WHAT TO WORK ON:
Could you gather every line in the items below that contains the word "pants"?

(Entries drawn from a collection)
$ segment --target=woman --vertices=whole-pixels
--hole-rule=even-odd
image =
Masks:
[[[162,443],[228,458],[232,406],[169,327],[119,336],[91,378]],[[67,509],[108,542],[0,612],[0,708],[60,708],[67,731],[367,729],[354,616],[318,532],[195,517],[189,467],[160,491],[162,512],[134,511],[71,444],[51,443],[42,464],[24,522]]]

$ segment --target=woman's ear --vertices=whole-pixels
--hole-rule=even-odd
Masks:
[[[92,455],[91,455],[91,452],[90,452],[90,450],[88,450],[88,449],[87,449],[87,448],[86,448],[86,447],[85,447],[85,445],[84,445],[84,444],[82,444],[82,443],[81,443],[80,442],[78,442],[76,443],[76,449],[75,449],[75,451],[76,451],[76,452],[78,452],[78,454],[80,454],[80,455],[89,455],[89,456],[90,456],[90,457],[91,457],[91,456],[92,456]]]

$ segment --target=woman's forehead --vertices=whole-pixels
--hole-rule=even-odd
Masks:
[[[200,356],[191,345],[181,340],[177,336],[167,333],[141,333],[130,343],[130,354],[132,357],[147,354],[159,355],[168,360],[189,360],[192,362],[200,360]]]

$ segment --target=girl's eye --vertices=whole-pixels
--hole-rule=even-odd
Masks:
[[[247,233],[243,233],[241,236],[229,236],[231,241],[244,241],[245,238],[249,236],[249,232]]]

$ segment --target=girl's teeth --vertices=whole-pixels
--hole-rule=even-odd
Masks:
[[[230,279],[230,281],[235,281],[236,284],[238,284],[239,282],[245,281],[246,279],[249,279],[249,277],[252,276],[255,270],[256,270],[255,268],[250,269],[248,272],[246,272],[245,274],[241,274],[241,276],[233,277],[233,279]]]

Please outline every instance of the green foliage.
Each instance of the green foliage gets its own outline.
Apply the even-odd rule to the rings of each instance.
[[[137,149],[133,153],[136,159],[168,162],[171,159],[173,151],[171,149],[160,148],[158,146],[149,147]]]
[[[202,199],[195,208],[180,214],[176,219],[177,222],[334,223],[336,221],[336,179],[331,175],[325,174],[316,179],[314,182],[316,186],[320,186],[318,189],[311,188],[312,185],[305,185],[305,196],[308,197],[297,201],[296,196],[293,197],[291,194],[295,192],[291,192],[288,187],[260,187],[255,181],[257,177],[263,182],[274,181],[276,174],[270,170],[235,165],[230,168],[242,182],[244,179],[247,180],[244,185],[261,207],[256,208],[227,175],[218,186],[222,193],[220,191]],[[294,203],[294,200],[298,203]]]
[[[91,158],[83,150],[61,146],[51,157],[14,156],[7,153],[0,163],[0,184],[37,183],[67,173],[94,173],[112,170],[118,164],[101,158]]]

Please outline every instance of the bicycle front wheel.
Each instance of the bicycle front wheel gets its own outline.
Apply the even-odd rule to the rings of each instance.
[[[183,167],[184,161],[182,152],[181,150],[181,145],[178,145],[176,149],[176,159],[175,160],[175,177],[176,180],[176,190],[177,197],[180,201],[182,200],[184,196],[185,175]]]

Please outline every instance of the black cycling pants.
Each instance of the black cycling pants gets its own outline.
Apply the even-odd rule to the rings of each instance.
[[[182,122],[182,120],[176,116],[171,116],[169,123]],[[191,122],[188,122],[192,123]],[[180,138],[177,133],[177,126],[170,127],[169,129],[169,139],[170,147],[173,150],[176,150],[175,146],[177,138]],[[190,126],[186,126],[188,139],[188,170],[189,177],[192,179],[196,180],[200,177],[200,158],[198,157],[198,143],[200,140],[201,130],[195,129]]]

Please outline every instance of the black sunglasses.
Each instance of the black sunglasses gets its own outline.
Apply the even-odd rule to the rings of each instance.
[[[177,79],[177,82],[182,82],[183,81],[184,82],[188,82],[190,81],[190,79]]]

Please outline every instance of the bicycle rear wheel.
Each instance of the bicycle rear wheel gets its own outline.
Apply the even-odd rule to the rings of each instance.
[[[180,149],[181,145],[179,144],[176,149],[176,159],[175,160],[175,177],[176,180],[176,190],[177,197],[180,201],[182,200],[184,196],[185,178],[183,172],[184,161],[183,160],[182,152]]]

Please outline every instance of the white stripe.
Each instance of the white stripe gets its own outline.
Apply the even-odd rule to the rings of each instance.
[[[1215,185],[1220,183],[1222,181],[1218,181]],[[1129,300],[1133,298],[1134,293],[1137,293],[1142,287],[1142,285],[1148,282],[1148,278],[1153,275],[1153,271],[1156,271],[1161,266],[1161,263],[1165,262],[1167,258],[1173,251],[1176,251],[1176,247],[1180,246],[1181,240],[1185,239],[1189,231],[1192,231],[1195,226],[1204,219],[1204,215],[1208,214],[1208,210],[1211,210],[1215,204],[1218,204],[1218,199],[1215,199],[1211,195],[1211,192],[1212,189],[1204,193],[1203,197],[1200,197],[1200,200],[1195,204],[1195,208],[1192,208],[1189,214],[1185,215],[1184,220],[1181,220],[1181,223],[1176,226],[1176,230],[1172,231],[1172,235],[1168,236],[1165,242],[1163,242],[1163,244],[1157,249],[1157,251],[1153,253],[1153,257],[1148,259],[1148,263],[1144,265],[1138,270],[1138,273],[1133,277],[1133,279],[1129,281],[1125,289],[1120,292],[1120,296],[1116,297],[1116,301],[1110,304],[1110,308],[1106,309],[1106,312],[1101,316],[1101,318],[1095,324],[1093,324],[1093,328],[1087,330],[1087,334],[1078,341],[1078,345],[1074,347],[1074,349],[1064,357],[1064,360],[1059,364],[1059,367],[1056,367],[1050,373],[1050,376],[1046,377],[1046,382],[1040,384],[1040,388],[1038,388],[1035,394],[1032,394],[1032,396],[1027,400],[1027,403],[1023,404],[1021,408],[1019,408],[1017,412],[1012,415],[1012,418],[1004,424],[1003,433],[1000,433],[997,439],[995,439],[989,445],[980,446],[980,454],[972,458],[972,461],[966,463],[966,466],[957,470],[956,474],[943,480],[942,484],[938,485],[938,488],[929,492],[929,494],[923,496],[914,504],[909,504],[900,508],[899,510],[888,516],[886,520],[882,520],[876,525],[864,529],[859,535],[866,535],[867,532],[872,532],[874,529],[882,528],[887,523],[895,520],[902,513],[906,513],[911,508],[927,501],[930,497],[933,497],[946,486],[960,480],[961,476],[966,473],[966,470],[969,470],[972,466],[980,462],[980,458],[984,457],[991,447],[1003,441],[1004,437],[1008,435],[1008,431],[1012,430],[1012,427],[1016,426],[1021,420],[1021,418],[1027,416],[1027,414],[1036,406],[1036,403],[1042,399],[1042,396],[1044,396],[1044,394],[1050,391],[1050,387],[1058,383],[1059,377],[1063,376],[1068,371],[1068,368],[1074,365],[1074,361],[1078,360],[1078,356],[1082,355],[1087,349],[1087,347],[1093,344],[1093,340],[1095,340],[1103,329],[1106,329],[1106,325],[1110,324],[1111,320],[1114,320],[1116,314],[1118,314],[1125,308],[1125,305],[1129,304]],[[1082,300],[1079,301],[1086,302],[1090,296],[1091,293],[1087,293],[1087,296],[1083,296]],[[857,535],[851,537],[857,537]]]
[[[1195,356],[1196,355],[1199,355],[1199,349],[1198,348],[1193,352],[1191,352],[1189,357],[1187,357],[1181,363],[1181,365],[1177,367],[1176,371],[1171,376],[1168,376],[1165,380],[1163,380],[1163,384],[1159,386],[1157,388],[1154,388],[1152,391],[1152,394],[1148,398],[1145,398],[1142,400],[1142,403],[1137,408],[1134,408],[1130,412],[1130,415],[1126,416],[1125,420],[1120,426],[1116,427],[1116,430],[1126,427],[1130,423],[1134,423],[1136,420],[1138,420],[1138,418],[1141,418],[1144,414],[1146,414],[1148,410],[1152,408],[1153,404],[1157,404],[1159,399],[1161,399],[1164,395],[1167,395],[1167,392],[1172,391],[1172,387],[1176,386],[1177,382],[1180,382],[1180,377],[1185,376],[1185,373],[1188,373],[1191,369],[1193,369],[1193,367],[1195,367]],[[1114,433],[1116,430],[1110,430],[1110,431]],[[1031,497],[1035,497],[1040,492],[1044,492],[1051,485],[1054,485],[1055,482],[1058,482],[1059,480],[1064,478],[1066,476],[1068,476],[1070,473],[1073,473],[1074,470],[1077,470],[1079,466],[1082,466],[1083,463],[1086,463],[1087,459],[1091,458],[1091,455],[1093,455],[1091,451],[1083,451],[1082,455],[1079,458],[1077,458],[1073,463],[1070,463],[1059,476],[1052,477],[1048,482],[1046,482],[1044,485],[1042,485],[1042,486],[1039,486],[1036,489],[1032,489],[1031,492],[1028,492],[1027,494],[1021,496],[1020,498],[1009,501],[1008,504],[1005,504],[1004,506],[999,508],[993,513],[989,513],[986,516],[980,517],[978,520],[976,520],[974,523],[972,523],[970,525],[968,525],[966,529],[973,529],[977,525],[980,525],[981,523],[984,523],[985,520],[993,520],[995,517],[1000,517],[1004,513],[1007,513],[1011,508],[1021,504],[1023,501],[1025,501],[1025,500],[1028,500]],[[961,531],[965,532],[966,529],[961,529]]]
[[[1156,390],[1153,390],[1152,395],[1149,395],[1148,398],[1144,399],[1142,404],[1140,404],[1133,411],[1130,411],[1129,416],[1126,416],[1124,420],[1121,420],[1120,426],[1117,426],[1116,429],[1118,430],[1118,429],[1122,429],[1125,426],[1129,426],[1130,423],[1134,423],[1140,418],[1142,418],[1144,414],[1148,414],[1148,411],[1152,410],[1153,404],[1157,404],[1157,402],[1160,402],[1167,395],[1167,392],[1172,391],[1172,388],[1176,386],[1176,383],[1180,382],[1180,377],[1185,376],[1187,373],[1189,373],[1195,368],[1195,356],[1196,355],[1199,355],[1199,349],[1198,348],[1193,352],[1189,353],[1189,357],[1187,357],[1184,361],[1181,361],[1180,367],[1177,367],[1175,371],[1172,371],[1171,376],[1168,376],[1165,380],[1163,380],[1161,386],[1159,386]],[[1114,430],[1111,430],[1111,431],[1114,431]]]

TASK RESULT:
Please outline every instance of the black cycling pants.
Each instance of the black cycling pants gets its own outline.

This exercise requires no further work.